_What the task asks:_
Copy out every line, requests included, from the line containing "Target: man in dark suit facing away" through the end of the records, scaling each x and y coordinate in the answers by 1.15. Round the scaled coordinates to whole numbers, rounding halves up, and leave the request lines unchanged.

═════ Data to process

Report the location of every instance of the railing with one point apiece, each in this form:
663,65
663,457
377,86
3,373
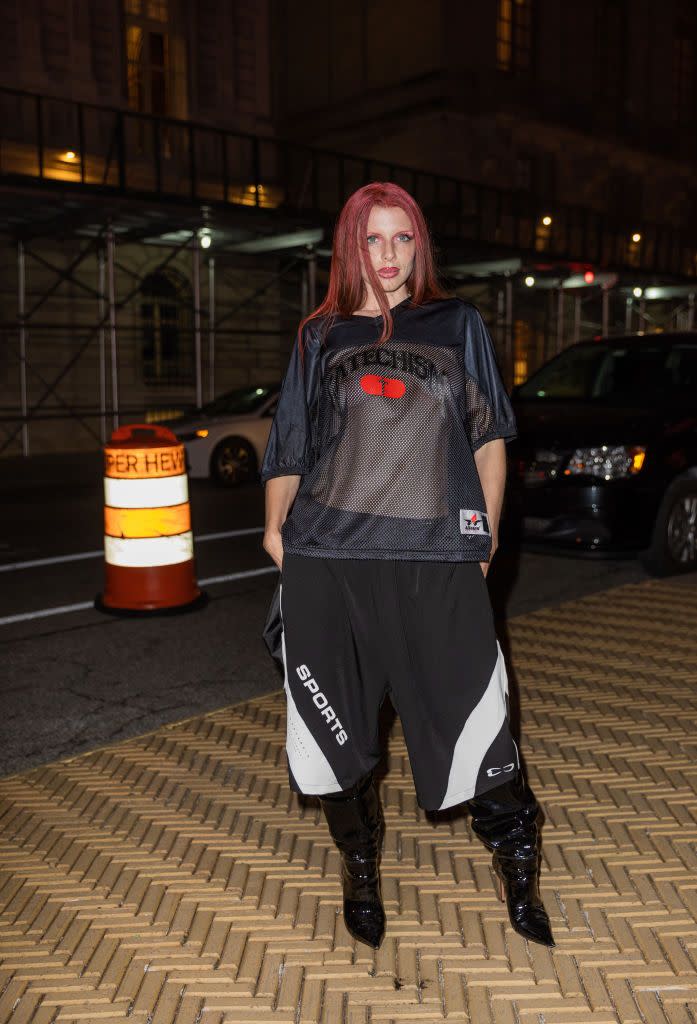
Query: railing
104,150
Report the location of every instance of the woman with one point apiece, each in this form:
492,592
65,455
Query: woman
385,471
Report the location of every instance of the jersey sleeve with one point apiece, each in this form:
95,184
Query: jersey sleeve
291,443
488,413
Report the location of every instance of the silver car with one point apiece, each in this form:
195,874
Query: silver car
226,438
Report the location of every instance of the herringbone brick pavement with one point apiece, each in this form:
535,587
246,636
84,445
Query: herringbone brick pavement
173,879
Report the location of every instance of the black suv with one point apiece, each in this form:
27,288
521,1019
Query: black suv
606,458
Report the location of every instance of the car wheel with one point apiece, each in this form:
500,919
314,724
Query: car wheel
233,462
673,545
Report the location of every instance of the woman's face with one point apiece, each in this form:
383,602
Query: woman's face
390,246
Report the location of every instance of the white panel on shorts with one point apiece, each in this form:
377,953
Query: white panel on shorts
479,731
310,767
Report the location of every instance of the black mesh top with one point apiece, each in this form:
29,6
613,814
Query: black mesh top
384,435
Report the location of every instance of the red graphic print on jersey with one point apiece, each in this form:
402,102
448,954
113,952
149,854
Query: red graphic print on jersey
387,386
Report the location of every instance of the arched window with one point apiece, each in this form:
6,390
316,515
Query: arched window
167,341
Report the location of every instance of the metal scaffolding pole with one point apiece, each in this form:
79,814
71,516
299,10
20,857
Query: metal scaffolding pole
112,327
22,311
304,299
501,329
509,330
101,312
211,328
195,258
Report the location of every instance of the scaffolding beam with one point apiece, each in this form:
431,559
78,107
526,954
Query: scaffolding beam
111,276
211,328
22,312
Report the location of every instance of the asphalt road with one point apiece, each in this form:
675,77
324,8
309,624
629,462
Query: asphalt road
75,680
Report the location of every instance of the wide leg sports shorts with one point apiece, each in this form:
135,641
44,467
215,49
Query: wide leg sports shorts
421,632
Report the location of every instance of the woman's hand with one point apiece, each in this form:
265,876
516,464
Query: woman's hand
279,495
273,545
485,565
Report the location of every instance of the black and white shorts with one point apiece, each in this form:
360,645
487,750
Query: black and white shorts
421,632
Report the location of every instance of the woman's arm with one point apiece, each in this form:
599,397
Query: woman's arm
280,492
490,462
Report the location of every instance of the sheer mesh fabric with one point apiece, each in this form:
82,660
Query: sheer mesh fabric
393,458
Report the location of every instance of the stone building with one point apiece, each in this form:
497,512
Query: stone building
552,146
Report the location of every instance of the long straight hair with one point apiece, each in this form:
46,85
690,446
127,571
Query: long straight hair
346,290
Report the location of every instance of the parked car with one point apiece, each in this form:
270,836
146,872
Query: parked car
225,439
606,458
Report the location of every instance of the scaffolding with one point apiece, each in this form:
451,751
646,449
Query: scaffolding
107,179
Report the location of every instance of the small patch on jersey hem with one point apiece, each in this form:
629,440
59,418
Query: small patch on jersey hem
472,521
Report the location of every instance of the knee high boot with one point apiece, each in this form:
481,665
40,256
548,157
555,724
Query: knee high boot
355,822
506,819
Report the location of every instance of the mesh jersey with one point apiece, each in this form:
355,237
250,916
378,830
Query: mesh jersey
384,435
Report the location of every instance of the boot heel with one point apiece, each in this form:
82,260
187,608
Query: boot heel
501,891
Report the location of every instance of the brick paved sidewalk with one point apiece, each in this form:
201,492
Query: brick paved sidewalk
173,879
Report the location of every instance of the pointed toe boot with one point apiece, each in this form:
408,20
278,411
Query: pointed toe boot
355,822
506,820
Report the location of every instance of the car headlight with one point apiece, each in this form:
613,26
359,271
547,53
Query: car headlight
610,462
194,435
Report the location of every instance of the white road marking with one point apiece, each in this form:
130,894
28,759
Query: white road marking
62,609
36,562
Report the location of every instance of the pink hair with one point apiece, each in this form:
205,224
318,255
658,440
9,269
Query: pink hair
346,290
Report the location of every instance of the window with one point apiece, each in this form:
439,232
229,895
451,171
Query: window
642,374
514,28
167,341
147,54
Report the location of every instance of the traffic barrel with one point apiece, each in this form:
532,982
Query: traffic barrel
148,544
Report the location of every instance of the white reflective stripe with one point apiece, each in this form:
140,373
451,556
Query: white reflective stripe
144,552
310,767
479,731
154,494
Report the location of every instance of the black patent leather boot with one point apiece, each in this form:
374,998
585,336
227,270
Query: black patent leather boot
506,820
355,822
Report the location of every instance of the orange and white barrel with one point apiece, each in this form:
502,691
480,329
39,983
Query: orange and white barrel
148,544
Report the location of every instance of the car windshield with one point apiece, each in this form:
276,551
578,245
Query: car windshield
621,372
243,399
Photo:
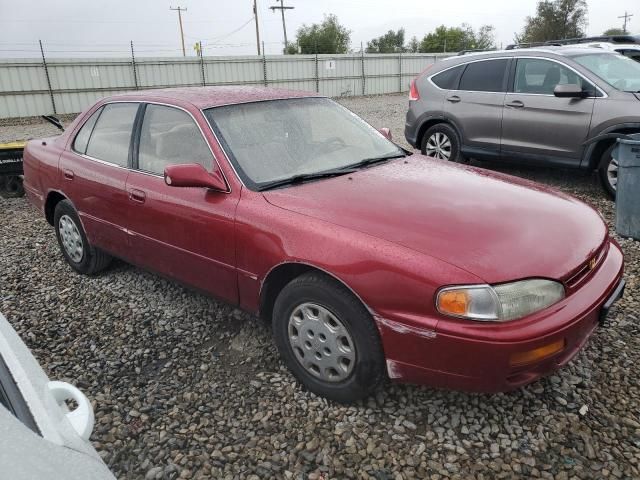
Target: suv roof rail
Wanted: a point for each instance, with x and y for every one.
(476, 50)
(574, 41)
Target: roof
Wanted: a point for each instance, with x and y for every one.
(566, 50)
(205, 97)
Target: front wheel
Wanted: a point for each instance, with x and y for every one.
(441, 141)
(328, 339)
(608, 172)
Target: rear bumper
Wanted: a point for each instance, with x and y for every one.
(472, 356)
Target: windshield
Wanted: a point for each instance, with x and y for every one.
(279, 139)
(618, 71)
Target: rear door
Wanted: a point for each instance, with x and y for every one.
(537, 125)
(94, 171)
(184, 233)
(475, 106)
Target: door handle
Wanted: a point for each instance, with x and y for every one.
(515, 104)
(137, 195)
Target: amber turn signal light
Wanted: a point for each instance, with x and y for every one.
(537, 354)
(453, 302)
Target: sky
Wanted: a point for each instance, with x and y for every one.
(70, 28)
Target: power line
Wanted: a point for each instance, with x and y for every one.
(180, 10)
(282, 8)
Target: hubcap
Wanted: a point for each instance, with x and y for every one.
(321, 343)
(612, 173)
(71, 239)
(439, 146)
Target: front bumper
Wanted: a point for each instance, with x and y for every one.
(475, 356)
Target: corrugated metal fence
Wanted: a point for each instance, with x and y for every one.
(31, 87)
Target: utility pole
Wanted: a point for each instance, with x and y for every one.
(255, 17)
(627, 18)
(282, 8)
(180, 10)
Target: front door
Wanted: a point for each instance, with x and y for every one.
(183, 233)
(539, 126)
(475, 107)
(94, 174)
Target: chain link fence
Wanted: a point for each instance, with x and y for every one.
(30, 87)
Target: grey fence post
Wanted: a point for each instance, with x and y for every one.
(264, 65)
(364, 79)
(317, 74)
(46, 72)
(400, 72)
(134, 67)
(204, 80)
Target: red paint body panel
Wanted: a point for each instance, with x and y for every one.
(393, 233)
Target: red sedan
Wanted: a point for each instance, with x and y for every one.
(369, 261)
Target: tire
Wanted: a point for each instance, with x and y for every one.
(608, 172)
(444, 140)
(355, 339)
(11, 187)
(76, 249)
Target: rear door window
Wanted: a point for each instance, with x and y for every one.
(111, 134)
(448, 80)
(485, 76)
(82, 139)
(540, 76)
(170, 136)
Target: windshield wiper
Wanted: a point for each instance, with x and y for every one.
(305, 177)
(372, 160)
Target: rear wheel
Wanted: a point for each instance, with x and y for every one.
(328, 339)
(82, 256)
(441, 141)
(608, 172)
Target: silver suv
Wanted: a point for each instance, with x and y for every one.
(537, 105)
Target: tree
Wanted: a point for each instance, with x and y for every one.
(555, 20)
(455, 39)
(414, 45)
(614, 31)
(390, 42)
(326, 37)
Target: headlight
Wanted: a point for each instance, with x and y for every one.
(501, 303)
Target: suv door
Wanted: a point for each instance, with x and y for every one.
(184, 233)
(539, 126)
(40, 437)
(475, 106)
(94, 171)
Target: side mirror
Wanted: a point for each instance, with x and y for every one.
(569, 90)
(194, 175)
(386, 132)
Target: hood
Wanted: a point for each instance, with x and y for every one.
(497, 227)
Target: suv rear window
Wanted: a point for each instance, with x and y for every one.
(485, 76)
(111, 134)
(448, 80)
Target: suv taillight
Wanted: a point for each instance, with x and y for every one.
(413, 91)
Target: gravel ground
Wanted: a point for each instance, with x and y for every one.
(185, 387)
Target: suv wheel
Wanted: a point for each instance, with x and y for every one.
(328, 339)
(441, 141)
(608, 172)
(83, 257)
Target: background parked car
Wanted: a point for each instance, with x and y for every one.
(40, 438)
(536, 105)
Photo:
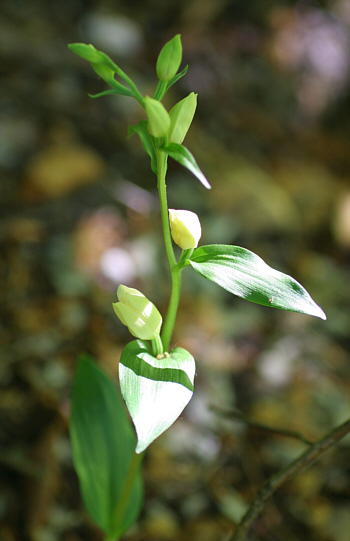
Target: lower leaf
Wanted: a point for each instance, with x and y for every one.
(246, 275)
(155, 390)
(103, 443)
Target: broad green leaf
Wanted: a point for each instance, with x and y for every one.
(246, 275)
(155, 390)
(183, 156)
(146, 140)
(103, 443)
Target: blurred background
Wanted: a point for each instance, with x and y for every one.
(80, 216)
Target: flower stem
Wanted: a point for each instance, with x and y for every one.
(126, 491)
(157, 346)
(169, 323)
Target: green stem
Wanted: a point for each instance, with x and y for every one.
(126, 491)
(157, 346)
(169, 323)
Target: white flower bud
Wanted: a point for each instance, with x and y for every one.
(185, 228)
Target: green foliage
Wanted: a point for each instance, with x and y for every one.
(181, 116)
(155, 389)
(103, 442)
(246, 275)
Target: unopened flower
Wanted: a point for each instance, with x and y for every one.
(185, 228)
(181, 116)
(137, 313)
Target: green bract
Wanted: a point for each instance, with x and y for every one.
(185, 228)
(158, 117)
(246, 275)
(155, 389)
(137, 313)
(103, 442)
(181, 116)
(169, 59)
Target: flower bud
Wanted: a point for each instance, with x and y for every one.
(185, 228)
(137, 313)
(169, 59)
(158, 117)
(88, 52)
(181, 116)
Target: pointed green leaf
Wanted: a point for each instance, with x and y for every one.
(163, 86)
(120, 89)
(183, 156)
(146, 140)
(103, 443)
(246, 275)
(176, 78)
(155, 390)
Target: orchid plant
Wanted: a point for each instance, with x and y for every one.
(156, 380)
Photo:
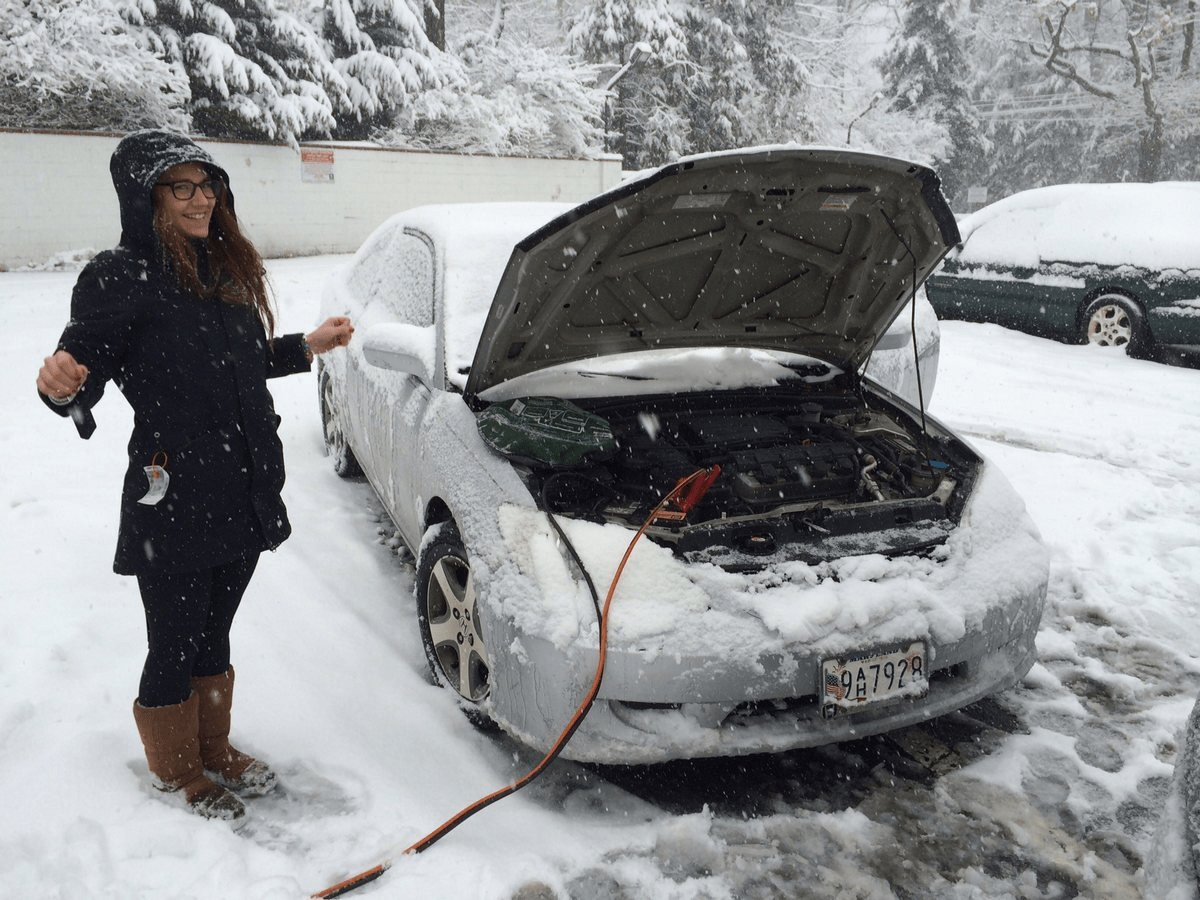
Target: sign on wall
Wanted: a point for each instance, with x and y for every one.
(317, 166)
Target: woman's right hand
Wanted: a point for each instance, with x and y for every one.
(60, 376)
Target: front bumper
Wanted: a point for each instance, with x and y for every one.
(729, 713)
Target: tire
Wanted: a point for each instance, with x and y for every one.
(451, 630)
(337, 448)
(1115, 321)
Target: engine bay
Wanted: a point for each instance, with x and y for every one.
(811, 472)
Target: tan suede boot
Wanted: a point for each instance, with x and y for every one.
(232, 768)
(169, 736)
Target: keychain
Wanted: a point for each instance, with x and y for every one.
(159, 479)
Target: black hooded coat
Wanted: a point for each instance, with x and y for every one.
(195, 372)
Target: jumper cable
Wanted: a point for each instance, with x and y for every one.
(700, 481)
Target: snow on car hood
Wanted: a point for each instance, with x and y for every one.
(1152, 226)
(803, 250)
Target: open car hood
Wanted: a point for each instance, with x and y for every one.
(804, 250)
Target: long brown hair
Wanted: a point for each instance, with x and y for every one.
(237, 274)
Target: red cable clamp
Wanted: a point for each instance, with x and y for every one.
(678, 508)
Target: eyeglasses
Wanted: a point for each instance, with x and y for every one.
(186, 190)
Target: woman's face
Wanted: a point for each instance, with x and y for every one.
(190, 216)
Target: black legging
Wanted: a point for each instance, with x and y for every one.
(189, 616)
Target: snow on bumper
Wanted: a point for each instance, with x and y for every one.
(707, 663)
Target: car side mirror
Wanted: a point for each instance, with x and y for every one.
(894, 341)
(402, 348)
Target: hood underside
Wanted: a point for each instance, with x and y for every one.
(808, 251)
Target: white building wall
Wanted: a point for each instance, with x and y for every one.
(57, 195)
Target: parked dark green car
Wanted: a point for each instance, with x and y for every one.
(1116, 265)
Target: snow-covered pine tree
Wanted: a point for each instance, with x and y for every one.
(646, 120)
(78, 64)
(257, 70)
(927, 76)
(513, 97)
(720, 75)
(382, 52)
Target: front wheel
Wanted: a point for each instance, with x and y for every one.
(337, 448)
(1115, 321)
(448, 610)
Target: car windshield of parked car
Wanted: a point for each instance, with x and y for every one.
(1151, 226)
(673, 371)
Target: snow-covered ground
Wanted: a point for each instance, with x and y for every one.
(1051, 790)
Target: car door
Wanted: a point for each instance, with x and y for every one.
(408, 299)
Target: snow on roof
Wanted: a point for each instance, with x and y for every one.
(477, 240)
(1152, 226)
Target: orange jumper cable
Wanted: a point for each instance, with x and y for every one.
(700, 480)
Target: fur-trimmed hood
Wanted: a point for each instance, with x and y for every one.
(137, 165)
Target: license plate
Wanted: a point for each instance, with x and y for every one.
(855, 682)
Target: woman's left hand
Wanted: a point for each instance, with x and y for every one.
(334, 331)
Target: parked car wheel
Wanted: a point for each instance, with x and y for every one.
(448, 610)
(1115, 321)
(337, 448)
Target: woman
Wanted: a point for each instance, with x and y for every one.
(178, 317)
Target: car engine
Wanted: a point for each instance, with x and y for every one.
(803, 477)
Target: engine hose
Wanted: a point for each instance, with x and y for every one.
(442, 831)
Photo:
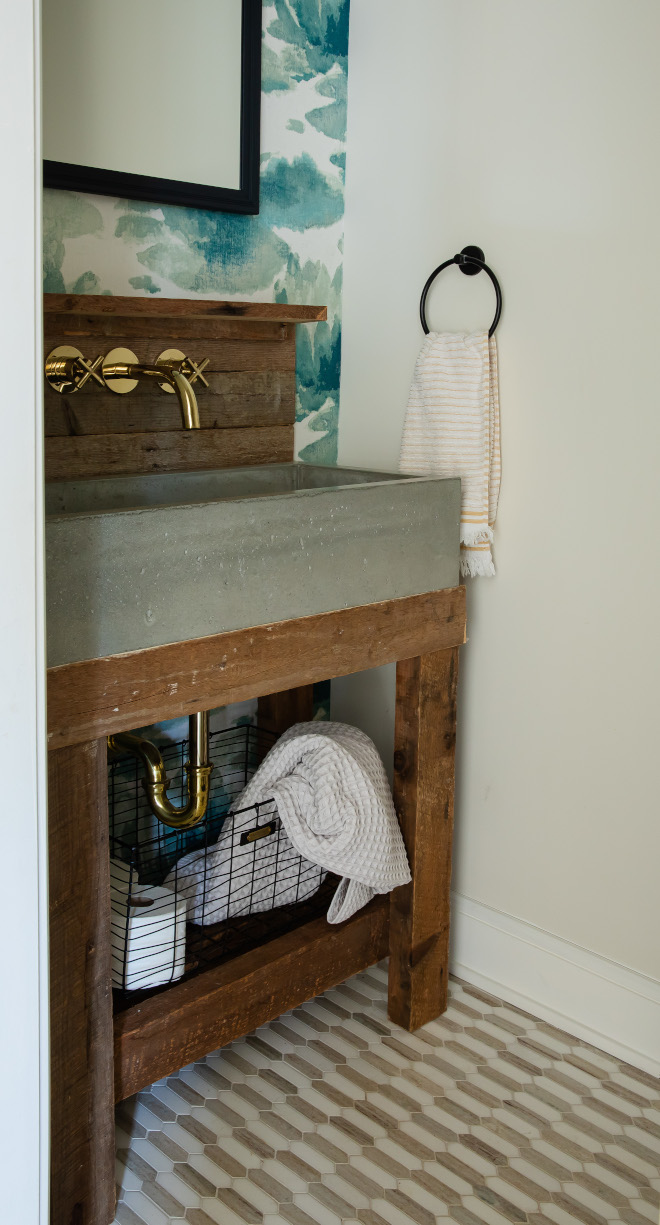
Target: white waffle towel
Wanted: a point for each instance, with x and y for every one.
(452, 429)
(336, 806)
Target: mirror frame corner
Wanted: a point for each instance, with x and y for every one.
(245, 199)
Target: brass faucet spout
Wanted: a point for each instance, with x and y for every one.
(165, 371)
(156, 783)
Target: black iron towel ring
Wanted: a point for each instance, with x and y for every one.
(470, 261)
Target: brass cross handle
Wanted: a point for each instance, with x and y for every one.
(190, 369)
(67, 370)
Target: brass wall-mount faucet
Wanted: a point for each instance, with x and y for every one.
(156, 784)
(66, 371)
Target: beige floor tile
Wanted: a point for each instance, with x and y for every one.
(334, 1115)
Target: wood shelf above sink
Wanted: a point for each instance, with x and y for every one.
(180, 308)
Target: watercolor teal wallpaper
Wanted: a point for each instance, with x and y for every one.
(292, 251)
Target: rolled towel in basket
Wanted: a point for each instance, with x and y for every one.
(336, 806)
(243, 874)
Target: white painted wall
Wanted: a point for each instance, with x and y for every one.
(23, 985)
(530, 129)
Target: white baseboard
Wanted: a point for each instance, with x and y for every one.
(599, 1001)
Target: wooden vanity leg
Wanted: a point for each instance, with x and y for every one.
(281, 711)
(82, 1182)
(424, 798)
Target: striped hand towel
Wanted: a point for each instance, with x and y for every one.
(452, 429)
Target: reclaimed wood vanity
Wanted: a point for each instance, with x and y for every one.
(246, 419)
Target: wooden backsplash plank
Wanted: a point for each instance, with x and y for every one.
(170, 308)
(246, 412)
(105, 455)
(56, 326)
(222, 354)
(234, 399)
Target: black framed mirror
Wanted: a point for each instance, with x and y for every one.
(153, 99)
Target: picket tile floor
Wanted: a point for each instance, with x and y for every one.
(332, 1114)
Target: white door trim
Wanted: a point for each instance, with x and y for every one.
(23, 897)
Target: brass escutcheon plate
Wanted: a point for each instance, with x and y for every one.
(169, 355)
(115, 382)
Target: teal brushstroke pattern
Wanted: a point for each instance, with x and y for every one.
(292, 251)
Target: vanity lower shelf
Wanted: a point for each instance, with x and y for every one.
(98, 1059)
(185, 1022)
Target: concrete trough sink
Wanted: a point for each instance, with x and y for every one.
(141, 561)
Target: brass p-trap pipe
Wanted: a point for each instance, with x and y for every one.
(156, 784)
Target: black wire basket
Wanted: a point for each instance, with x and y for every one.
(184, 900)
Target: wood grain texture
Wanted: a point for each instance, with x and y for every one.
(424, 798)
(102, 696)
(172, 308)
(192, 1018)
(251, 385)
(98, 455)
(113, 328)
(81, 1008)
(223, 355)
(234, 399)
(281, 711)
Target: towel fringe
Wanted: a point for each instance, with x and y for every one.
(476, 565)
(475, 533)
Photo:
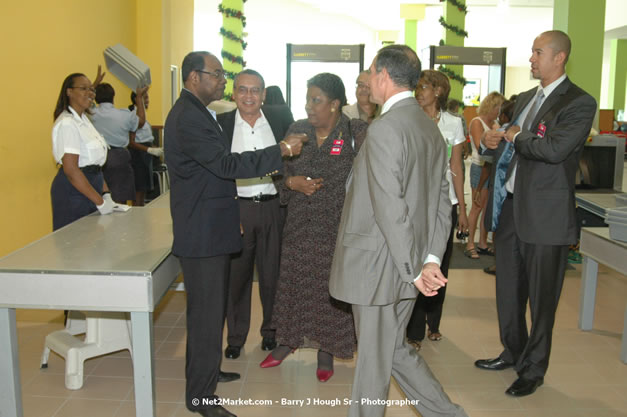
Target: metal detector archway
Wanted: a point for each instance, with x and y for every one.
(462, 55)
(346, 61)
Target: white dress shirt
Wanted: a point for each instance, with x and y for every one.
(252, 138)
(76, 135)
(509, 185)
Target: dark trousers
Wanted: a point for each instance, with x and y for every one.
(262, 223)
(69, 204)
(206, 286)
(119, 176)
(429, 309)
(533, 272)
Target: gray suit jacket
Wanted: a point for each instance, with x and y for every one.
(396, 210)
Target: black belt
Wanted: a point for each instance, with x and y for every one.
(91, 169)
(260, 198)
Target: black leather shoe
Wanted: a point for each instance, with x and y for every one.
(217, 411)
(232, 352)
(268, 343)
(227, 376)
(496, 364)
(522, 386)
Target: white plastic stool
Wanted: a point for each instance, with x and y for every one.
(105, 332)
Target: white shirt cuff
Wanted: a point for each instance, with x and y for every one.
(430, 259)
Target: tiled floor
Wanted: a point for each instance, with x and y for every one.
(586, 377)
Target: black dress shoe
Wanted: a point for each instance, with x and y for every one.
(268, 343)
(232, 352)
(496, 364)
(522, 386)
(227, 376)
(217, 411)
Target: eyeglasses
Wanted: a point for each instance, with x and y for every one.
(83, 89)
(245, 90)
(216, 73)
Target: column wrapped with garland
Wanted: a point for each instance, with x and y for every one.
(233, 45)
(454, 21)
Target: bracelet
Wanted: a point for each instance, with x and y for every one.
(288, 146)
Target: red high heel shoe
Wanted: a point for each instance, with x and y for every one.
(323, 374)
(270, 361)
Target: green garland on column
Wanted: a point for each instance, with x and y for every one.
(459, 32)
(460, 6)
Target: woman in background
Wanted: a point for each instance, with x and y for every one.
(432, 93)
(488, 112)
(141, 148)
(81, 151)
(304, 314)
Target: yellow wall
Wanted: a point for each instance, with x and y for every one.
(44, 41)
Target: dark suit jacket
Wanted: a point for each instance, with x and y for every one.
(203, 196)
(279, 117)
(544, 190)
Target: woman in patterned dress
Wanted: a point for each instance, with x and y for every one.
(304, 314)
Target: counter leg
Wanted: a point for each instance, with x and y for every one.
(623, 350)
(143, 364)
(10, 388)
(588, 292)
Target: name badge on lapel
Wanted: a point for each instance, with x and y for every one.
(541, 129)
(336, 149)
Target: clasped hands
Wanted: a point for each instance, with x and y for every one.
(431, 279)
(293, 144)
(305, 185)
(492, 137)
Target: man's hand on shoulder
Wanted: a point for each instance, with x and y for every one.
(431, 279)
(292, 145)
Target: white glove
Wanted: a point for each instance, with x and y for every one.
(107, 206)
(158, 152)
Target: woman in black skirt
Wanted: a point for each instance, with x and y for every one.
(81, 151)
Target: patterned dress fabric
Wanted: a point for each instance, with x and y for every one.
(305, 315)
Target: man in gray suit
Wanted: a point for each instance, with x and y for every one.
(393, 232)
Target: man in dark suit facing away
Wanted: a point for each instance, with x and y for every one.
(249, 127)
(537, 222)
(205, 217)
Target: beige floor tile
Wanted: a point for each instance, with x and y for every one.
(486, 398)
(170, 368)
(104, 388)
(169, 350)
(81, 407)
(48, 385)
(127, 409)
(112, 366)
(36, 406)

══════════

_Answer to this task:_
Target: man in dark suit facing away
Wanted: a point for each instance, with x and y for every one.
(286, 146)
(618, 255)
(236, 250)
Target: beige floor tile
Wanted: a point for each instance, with x and y for every one.
(559, 458)
(196, 423)
(120, 446)
(194, 403)
(93, 468)
(55, 443)
(146, 470)
(129, 421)
(41, 467)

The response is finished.